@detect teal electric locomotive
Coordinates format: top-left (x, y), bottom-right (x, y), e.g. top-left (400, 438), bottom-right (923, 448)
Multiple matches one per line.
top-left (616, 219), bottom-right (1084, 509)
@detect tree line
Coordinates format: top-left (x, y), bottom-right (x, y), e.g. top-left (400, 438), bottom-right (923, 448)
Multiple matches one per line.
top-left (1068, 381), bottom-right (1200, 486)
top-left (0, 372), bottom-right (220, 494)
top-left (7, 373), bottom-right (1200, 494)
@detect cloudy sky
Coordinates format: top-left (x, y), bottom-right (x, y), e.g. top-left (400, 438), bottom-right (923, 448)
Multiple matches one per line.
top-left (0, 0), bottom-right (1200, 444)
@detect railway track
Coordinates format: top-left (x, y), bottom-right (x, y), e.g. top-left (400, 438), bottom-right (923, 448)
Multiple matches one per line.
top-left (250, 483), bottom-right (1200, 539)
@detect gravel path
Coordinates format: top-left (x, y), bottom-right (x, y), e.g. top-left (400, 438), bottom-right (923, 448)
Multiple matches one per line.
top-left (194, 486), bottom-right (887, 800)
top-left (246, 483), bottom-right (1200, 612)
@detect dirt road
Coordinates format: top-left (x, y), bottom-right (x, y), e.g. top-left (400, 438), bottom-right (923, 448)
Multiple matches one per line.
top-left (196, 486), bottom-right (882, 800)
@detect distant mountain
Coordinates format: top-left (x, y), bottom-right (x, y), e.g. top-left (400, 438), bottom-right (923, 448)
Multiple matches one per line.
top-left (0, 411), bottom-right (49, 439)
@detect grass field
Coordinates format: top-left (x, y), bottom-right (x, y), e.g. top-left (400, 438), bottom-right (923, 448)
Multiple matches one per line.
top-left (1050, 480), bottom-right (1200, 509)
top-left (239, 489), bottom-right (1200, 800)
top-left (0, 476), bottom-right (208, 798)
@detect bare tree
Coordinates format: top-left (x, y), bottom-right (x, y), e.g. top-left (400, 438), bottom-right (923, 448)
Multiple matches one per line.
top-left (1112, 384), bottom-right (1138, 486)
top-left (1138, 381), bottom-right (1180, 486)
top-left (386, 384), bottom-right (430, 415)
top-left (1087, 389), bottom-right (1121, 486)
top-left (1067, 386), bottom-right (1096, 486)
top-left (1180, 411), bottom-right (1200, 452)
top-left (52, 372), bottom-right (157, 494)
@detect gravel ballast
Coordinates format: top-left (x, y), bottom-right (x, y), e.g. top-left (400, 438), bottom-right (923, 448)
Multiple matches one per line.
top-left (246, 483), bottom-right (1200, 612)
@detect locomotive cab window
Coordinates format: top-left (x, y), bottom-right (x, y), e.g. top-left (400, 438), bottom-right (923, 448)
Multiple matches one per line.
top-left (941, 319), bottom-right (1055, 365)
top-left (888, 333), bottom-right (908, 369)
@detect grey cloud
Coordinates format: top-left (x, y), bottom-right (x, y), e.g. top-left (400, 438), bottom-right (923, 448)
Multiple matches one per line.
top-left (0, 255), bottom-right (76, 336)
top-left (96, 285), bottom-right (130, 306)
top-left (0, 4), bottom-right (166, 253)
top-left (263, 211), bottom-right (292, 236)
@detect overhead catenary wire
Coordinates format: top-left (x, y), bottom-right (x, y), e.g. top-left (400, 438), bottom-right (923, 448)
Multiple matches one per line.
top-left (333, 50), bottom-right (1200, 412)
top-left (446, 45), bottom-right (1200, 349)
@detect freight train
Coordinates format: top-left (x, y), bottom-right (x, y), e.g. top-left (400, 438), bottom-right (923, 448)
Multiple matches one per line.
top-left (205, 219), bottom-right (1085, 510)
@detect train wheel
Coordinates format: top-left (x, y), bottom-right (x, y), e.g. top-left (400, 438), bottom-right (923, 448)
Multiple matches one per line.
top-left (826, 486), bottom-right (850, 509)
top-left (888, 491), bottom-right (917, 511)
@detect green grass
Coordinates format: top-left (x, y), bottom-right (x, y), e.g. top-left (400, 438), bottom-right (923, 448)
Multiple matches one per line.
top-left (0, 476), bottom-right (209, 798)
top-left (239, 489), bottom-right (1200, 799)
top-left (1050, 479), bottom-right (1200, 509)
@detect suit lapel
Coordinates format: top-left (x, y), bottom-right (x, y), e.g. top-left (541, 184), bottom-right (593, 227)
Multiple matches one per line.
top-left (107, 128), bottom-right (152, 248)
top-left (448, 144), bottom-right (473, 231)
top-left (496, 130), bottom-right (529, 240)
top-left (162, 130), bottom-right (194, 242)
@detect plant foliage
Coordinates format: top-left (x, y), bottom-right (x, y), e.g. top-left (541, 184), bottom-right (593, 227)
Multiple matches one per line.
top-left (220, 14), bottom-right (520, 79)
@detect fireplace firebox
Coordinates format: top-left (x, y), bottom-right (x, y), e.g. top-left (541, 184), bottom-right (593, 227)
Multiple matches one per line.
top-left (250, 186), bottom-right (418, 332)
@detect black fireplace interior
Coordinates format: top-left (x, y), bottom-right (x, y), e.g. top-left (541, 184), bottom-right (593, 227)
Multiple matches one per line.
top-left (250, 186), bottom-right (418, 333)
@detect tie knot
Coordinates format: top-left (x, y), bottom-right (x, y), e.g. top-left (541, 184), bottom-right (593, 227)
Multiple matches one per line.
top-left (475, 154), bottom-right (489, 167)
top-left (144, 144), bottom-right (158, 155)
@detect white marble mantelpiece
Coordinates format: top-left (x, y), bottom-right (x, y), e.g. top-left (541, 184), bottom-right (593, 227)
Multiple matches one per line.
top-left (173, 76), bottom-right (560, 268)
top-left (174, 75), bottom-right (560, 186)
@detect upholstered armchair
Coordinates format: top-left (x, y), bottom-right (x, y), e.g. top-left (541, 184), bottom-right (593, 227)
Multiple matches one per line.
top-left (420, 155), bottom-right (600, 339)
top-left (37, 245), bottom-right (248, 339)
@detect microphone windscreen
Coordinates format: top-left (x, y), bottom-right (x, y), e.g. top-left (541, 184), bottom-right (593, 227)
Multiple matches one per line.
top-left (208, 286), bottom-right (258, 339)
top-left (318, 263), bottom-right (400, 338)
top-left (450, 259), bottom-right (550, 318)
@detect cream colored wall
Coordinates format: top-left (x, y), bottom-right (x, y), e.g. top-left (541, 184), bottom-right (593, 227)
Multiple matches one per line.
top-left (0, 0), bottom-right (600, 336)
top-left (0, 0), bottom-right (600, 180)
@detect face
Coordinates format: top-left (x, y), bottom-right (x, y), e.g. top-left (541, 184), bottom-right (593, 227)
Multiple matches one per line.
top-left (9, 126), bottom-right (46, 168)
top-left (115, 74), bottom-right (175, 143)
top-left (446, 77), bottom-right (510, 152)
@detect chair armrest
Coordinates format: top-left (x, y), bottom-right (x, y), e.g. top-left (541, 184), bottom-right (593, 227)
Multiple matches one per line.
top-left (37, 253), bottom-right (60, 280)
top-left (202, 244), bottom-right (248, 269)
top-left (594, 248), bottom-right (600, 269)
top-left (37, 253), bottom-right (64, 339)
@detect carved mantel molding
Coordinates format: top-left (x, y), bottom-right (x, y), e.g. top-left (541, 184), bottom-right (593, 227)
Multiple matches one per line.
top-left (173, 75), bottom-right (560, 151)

:: Exercise details ::
Please give the data from the line containing "white marble mantelpiece" through the line containing "top-left (37, 245), bottom-right (248, 339)" once more, with "upholstered armchair" swapped for "velvet armchair" and nothing else changed. Return only those lines.

:: Correct answer ::
@detect white marble mantelpiece
Coordinates format: top-left (x, y), bottom-right (x, y), e.g. top-left (541, 184), bottom-right (593, 227)
Multiple matches one per line.
top-left (173, 76), bottom-right (560, 268)
top-left (174, 75), bottom-right (560, 186)
@detect velvet armchair
Coordinates format: top-left (x, y), bottom-right (x, y), e.g. top-left (541, 184), bottom-right (593, 227)
Multiple matches one per line.
top-left (420, 155), bottom-right (600, 339)
top-left (37, 245), bottom-right (248, 339)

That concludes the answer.